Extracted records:
____
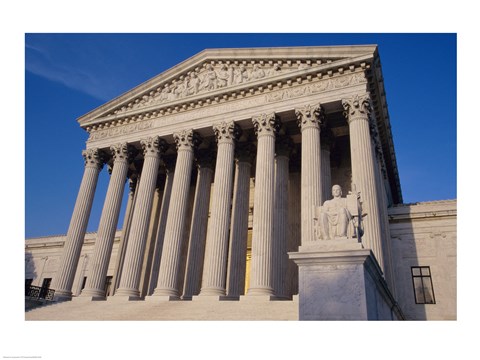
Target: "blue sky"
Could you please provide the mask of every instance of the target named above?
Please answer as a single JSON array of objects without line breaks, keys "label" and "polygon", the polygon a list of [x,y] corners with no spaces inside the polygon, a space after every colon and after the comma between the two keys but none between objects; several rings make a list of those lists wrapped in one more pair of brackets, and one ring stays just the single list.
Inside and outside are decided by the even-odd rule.
[{"label": "blue sky", "polygon": [[[68,229],[87,140],[76,119],[206,48],[377,44],[404,202],[454,199],[456,42],[452,33],[26,34],[25,236]],[[88,231],[107,186],[104,169]]]}]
____
Could you return the lines above word for word, leaving out the pictures?

Target: "blue sky"
Could you please provide the mask of every instance of the target named above?
Please answer as a single JSON array of objects without line breaks, keys "label" and "polygon", the polygon a list of [x,y] corners with no spaces inside the polygon, a space after every colon and after the comma between the two keys but none between objects; several rings make a list of those lists wrapped in one more pair of brackets, and one ring stays just the single list.
Inside and outside are decided by the even-odd rule.
[{"label": "blue sky", "polygon": [[[68,229],[87,140],[76,119],[206,48],[377,44],[404,202],[454,199],[456,42],[452,33],[26,34],[25,236]],[[88,231],[107,186],[104,169]]]}]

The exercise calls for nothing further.